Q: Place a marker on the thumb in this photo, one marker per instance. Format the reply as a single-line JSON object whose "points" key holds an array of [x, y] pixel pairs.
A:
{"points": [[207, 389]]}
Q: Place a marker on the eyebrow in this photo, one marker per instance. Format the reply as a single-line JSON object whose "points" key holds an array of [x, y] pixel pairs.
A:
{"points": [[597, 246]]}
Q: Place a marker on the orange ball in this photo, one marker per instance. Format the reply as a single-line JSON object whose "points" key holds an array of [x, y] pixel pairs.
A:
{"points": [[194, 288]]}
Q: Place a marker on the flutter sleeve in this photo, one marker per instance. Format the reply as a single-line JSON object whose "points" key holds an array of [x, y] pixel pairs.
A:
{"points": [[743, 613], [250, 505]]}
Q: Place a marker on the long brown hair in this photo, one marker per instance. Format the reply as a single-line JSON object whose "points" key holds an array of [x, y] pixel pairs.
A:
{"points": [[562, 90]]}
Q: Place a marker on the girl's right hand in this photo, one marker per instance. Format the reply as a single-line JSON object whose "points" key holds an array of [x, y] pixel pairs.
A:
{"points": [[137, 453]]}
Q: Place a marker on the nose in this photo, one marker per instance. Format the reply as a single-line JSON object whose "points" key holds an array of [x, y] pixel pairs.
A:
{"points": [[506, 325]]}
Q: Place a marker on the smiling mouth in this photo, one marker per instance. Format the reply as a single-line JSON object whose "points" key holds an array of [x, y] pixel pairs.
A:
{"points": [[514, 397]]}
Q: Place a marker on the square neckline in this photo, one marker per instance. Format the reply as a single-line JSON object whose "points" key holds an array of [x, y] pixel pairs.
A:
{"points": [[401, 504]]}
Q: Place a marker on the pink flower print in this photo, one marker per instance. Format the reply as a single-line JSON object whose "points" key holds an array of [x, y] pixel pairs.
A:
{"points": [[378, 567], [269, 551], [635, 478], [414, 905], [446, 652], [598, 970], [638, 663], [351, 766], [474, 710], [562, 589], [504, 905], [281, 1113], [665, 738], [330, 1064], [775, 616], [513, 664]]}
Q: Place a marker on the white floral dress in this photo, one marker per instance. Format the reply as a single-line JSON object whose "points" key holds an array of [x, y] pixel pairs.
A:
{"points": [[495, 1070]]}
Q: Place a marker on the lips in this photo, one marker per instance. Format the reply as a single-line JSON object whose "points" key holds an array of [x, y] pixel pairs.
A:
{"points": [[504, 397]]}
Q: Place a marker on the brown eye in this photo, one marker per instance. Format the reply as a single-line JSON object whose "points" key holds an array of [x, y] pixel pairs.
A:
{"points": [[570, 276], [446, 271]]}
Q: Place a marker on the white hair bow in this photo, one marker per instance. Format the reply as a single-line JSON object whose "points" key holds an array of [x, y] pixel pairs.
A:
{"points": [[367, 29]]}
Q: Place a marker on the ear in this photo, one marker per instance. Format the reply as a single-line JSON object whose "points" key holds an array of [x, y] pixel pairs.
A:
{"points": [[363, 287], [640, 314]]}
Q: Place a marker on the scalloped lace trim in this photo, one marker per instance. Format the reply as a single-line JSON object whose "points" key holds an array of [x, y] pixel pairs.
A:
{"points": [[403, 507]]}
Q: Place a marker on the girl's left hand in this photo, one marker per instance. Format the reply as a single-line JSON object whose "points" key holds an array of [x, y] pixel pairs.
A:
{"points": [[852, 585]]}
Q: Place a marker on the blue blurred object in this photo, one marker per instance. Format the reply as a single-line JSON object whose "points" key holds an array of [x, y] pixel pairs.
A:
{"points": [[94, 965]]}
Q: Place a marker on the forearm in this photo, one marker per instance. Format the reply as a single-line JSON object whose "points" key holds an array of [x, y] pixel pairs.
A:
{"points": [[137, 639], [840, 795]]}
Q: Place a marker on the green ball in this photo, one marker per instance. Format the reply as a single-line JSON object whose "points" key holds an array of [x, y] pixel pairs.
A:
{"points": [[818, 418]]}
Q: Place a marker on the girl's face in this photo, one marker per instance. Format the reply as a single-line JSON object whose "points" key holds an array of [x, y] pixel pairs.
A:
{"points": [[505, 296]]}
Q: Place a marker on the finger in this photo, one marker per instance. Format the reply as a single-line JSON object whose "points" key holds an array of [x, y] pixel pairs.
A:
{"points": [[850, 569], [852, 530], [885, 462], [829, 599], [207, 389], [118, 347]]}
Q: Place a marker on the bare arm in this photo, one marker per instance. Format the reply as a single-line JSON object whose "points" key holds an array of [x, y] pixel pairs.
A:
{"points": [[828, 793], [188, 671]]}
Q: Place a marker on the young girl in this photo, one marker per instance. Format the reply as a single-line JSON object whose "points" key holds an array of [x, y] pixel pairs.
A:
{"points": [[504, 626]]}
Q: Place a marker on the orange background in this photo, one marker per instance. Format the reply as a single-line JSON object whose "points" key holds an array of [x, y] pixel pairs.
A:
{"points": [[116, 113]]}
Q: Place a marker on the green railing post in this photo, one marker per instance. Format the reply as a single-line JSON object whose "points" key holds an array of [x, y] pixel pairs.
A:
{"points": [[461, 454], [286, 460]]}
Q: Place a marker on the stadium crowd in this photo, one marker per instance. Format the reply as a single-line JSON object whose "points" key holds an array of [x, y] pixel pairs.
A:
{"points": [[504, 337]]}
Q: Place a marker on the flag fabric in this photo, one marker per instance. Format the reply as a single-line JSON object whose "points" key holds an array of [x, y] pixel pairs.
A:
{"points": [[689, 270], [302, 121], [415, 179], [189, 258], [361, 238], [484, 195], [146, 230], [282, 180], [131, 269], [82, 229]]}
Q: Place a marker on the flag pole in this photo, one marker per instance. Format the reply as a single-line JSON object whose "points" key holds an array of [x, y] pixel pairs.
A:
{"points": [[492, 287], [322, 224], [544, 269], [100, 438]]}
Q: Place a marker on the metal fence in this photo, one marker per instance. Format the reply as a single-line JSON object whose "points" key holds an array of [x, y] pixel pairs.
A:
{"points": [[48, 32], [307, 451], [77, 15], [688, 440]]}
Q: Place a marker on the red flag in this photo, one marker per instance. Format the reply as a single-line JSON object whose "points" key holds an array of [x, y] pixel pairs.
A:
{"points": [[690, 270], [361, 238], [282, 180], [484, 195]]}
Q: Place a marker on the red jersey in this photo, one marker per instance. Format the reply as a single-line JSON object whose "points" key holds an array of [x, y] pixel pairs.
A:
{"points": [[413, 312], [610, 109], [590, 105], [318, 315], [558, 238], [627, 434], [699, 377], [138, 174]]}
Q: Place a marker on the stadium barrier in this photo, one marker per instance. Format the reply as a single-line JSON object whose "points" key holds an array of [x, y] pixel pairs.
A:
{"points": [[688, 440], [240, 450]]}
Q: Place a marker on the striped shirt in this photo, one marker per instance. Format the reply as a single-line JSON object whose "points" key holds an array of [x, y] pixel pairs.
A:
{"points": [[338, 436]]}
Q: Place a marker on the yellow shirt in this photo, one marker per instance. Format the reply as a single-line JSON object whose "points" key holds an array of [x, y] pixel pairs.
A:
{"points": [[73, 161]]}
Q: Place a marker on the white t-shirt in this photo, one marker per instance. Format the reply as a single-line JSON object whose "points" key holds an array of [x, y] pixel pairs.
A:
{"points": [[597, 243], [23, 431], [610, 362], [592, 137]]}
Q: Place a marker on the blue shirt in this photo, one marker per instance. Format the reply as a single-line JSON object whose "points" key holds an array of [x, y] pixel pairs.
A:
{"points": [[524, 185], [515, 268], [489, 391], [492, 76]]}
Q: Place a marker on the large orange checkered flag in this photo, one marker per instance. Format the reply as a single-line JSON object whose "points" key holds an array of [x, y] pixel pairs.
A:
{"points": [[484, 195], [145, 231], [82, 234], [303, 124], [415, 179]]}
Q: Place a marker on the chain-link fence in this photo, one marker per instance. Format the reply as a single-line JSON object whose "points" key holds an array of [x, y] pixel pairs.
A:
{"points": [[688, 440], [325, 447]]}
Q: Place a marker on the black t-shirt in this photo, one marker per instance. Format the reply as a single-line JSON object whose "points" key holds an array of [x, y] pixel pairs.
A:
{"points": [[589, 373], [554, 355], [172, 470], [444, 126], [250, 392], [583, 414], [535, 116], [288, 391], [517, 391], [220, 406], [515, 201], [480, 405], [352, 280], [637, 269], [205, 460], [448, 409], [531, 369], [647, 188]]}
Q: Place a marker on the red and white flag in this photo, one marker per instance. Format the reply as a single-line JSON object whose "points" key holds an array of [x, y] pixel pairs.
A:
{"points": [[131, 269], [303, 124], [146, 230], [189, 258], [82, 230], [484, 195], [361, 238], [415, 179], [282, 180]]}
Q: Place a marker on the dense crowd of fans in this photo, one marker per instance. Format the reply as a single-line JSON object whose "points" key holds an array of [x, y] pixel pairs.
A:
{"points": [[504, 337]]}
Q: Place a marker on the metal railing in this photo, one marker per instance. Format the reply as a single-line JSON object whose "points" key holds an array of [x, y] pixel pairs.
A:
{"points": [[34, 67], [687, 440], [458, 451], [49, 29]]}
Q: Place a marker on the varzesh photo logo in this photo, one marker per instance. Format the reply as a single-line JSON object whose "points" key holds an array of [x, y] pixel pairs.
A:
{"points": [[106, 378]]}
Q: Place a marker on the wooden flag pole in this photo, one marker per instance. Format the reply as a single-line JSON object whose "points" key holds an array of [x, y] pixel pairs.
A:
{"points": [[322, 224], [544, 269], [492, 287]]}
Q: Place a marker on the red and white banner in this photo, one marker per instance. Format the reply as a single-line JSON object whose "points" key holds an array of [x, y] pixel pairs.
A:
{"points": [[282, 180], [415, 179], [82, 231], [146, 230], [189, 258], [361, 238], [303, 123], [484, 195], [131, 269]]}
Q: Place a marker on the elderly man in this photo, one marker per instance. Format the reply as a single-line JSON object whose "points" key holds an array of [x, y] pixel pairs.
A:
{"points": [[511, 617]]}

####

### Stated task:
Reproduce verbatim every line of the data, starting with the line that contains "Q: Place a marker on the dense" and continuing through the final line of the data.

### Response for this exercise:
Q: Place a marker on the dense crowd of fans in this photo, one marker per instance. Format the reply as a single-line JSON object whose "points" key holds an array of [x, y] pixel pairs.
A:
{"points": [[504, 337]]}
Q: Place a marker on the metal railing in this photo, one marker per instance. Format the reply as a single-line JSON object whose "points" key holds an array of [x, y] pixel pairs.
A:
{"points": [[34, 67], [687, 440], [458, 451], [49, 29]]}
Q: Place a marker on the varzesh photo logo in this photo, one marker per instance. Format the reply as a single-line JSON object whose "points" key holds an array of [x, y] pixel pairs.
A:
{"points": [[106, 378]]}
Q: Place a marker on the wooden flag pole in this photo, one marker per instance. Format the reply as a single-line JSON object whose "points" key holds an array of [x, y] pixel pairs.
A:
{"points": [[322, 224], [544, 269], [492, 287]]}
Q: Place a marker on the red and white banner in this photo, one marker per instance. Format the reply as a single-line JSON object whose "points" key holds an array of [x, y] pixel pairs.
A:
{"points": [[282, 180], [415, 179], [82, 231], [146, 230], [189, 258], [361, 238], [303, 123], [484, 195], [131, 269]]}
Q: Place a marker on the elderly man in this photo, one marker per instance. Format the reply as a single-line JSON object whose "points" key holds an array of [x, y] pixel pairs.
A:
{"points": [[511, 617]]}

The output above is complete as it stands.